• **Opdracht**: Geef het gedeelte van de tekst over Frieda Belinfante woordelijk terug, beginnend bij "Na de beëindiging" en doorlopend tot en met "kunstschilderes Dorry Kahn.".

━━━ Brontekst ━━━

Frieda Belinfante
Frieda Belinfante (1904-1995) was een Nederlandse celliste, dirigente, verzetsvrouw en lesbienne die om meerdere redenen bekendheid verworven heeft. Ze was Nederlands’ eerste dirigente van een professioneel koor, leed al in de jaren twintig een lesbisch leven en speelde tijdens de Tweede Wereldoorlog een aanzienlijke rol in het Amsterdamse verzet.
Auteur: Patrieck de Haan
Thema: Iconen, Cultuur
Veelbelovend musicus

Frieda Belinfante werd geboren in Amsterdam, als derde van vier kinderen. Ze kwam uit een muzikaal gezin met een Joodse vader en een niet-Joodse moeder. Vader Ary was een bekend pianist en leider van enkele muziekscholen in de stad. Toen Belinfante negen jaar was besloot haar vader dat zei cello moest leren spelen, een keuze die haar verdere leven zou gaan bepalen.

Op haar zeventiende werd Belinfante verliefd op componiste Henriëtte Bosmans, met wie ze zeven jaar een relatie zou hebben. Het was bijzonder dat zij in de jaren twintig als lesbienne door het leven ging. Homoseksualiteit werd door veel mensen niet geaccepteerd en over het concept lesbienne deed men alsof het niet bestond. Over dit aspect van haar leven zou Frieda later zeggen: ‘Ik ben vijftig jaar te vroeg geboren’.

Na de beëindiging van haar relatie met Bosmans werd Johan (Jo) Feltkamp verliefd op haar. Zij, celliste, en hij, fluitist, werkten al enkele jaren intensief samen en traden ook regelmatig op. Hij wilde met haar trouwen, ondanks dat hij wist dat ze lesbisch was. Belinfante besloot ermee akkoord te gaan: 'Iedereen trouwde tenslotte, vroeg of laat, ook lesbische vrouwen’. In 1930 werd het huwelijk voltrokken, om in 1936 alweer ontbonden te worden. Hierna had Belinfante een aantal jaar een relatie met een getrouwde Joodse vrouw, kunstschilderes Dorry Kahn.

In deze zelfde periode begon Belinfante steeds meer tijd te besteden aan dirigeren. Eerst bij een kinderkoor, toen bij een vrouwenkoor en later voor het studentenorkest van de Universiteit van Amsterdam. Tegelijkertijd richtte zij als dirigente zelf een groep op van ongeveer twintig mensen, Het Kleine Orkest, waarmee ze in 1938 voor het eerst optrad in het Concertgebouw. In datzelfde jaar won ze een internationaal dirigentenconcours, waardoor ze kon gaan dirigeren bij een prestigieus Zwitsers orkest. Dat plan heeft echter nooit doorgang kunnen vinden omdat in 1939 de Tweede Wereldoorlog uitbrak.

━━━ Aangeleverd materiaal ━━━

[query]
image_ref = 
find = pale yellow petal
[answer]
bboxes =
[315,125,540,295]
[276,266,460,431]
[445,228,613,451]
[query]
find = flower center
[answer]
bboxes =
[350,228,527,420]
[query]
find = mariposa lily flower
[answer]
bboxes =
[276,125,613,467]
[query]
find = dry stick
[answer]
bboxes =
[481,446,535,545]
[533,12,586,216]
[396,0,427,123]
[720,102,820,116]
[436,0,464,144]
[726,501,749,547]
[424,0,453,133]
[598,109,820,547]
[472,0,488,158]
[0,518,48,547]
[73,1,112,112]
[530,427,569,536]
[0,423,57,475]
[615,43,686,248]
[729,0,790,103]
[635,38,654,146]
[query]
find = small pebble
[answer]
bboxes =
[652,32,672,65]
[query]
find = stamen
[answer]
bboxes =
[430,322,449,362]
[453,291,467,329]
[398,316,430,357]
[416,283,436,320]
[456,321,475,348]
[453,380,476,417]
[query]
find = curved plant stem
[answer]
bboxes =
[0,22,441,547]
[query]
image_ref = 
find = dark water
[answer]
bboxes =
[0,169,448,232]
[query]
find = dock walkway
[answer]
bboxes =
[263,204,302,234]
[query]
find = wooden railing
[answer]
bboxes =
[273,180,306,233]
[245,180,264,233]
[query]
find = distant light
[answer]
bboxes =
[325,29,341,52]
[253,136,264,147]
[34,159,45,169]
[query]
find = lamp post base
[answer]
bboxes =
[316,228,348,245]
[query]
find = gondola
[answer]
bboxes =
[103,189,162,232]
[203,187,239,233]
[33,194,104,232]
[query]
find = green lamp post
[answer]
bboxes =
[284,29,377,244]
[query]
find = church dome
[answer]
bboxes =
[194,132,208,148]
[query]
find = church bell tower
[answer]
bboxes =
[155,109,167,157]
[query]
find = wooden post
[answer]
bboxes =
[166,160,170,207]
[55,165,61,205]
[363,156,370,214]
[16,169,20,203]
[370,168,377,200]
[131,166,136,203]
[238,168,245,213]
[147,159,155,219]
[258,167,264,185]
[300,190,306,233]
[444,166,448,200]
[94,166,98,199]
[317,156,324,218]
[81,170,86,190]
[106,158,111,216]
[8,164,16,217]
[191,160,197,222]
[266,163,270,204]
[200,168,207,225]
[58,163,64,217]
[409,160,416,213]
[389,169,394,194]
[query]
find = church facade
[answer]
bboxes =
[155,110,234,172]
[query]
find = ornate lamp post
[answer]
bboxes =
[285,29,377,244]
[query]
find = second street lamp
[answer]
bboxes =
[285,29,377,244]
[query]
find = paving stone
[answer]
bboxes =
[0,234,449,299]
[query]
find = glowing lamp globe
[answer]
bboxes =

━━━

• **Uitvoer oefening**:
Na de beëindiging van haar relatie met Bosmans werd Johan (Jo) Feltkamp verliefd op haar. Zij, celliste, en hij, fluitist, werkten al enkele jaren intensief samen en traden ook regelmatig op. Hij wilde met haar trouwen, ondanks dat hij wist dat ze lesbisch was. Belinfante besloot ermee akkoord te gaan: 'Iedereen trouwde tenslotte, vroeg of laat, ook lesbische vrouwen’. In 1930 werd het huwelijk voltrokken, om in 1936 alweer ontbonden te worden. Hierna had Belinfante een aantal jaar een relatie met een getrouwde Joodse vrouw, kunstschilderes Dorry Kahn.